-- Start of EXTRACTED ENTRIES --
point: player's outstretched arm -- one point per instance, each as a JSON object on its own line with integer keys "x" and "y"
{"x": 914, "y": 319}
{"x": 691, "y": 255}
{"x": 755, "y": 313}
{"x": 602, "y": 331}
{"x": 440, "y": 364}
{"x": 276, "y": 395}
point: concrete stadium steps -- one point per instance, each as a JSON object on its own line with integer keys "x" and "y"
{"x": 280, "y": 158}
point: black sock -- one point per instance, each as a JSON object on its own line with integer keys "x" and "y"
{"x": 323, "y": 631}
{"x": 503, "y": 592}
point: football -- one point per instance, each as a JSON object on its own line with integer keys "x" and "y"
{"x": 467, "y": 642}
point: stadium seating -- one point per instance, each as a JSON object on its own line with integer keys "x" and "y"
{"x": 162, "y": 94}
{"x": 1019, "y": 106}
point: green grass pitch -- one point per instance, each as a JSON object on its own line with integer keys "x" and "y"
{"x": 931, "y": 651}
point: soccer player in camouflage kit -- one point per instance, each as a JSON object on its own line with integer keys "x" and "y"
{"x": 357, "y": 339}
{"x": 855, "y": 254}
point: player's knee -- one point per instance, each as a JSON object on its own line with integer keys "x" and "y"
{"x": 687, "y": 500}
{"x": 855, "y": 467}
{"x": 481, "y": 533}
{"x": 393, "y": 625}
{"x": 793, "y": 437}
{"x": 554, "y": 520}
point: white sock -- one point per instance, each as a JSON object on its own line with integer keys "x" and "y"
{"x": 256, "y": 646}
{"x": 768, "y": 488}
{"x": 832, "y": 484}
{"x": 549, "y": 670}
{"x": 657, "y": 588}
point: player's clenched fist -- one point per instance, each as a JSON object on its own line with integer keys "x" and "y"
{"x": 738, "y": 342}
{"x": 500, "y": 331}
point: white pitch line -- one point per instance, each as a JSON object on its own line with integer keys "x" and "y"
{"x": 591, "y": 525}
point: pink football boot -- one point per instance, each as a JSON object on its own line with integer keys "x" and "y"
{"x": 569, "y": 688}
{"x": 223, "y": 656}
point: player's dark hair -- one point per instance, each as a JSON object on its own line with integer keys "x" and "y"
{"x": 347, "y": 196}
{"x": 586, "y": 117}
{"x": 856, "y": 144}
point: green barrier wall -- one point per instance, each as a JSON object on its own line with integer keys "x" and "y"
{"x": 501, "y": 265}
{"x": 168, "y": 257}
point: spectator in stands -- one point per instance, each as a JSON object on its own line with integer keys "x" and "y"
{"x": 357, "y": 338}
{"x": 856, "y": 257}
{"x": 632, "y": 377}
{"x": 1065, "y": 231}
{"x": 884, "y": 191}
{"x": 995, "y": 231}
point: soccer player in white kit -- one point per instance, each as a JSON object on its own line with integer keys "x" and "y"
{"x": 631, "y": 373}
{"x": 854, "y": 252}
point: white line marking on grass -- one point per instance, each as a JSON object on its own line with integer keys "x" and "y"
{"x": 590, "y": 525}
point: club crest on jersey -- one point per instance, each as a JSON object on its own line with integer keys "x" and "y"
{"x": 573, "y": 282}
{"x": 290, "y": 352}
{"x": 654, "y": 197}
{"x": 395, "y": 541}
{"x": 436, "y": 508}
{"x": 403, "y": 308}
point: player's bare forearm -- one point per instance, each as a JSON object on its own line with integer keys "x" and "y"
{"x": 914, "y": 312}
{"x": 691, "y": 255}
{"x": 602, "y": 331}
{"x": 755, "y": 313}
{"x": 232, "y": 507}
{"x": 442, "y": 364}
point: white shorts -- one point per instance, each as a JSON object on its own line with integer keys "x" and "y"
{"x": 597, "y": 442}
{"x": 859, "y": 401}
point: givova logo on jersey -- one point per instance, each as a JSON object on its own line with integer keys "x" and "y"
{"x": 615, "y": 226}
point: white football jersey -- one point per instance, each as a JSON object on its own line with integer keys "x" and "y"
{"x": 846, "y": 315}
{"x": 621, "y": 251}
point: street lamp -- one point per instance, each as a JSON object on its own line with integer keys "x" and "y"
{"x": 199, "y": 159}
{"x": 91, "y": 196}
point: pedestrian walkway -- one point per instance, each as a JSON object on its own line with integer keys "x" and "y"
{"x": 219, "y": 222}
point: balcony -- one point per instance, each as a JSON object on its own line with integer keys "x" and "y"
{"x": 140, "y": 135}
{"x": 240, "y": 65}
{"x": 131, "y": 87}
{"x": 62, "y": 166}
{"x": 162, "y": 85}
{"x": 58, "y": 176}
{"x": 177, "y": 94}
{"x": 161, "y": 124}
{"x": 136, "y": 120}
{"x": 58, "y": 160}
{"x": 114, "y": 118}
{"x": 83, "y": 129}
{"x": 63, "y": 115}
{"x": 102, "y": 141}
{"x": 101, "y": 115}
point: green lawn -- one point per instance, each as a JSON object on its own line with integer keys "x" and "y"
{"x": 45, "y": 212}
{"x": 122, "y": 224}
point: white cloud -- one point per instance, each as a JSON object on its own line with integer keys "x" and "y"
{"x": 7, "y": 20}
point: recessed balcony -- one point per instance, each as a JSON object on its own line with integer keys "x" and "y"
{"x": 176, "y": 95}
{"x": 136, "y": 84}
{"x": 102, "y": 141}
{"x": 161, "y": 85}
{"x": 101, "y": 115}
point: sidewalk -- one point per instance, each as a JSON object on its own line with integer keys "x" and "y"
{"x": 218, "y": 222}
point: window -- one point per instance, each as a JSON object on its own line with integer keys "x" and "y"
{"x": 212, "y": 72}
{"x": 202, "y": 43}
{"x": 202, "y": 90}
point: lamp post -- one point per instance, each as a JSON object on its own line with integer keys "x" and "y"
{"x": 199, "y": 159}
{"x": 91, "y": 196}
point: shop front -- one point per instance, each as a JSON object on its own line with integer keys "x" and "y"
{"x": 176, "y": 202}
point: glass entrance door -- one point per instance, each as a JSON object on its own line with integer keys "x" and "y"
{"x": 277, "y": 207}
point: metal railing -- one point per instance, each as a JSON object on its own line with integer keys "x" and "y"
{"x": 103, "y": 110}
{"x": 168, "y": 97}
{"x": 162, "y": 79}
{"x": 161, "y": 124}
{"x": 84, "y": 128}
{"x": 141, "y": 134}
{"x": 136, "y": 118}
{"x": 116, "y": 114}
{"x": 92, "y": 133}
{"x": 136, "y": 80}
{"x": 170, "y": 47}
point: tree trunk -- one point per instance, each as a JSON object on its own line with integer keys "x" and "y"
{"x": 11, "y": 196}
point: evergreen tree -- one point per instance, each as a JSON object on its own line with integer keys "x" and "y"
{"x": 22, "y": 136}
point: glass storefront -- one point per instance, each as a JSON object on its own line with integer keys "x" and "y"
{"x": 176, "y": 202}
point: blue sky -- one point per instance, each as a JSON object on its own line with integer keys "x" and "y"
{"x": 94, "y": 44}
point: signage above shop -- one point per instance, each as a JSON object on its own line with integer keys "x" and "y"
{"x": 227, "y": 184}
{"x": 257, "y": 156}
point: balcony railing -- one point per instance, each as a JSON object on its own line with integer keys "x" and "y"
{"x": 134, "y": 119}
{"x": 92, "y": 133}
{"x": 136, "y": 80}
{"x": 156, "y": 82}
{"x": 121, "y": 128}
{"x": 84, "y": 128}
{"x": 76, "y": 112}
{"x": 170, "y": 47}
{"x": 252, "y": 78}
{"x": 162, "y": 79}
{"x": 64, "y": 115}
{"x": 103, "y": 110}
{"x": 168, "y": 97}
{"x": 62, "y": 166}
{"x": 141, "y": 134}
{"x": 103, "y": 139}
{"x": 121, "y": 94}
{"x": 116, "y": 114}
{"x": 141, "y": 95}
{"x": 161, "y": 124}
-- End of EXTRACTED ENTRIES --
**WRITTEN REQUEST:** Give back exactly the lines that run from the line with "point: sidewalk -- one" through the close of the material, counting both ends, and nothing more.

**THE RESPONSE:**
point: sidewalk -- one point per instance, each as a JSON object on its own line with integer keys "x" and "y"
{"x": 218, "y": 222}
point: window -- one point per instance, each as a JSON object on its own line with integer keys "x" and "y"
{"x": 212, "y": 72}
{"x": 202, "y": 43}
{"x": 202, "y": 90}
point: lamp post -- one point per instance, each as a JSON object on its own line with integer keys "x" and "y"
{"x": 199, "y": 159}
{"x": 91, "y": 196}
point: shop front -- one point per instance, each as a JSON object on its own line with integer keys "x" and "y"
{"x": 176, "y": 202}
point: glass entrance door -- one point per instance, each as a JSON object on its own line with integer keys "x" and "y"
{"x": 277, "y": 207}
point: metal railing -- one point per instance, each as a JSON object on its own line with integer keys "x" and "y"
{"x": 103, "y": 110}
{"x": 168, "y": 97}
{"x": 162, "y": 79}
{"x": 161, "y": 124}
{"x": 84, "y": 128}
{"x": 141, "y": 134}
{"x": 136, "y": 118}
{"x": 116, "y": 114}
{"x": 92, "y": 133}
{"x": 136, "y": 80}
{"x": 170, "y": 47}
point: tree trunk -- one point per instance, each as a JSON object on its own line with integer keys "x" and "y"
{"x": 11, "y": 196}
point: evergreen tree -- one point per instance, each as a JSON object on its own line with integer keys "x" and "y"
{"x": 22, "y": 136}
point: glass storefront -- one point per instance, each as a JSON object on its own line with integer keys "x" and "y"
{"x": 176, "y": 202}
point: blue sky -- one point per instance, each as a JSON object on its own line with integer keys "x" and "y"
{"x": 94, "y": 44}
point: signage above shop -- one point per instance, each as a JSON object on its own line with integer keys "x" and "y"
{"x": 227, "y": 184}
{"x": 257, "y": 156}
point: balcony railing -- one point per instance, each as a JSON object on its own line with integer keys "x" and "y"
{"x": 134, "y": 119}
{"x": 92, "y": 133}
{"x": 136, "y": 80}
{"x": 156, "y": 82}
{"x": 121, "y": 128}
{"x": 84, "y": 128}
{"x": 76, "y": 112}
{"x": 170, "y": 47}
{"x": 252, "y": 78}
{"x": 162, "y": 79}
{"x": 64, "y": 115}
{"x": 103, "y": 110}
{"x": 168, "y": 97}
{"x": 62, "y": 166}
{"x": 141, "y": 134}
{"x": 103, "y": 139}
{"x": 121, "y": 94}
{"x": 116, "y": 114}
{"x": 141, "y": 95}
{"x": 161, "y": 124}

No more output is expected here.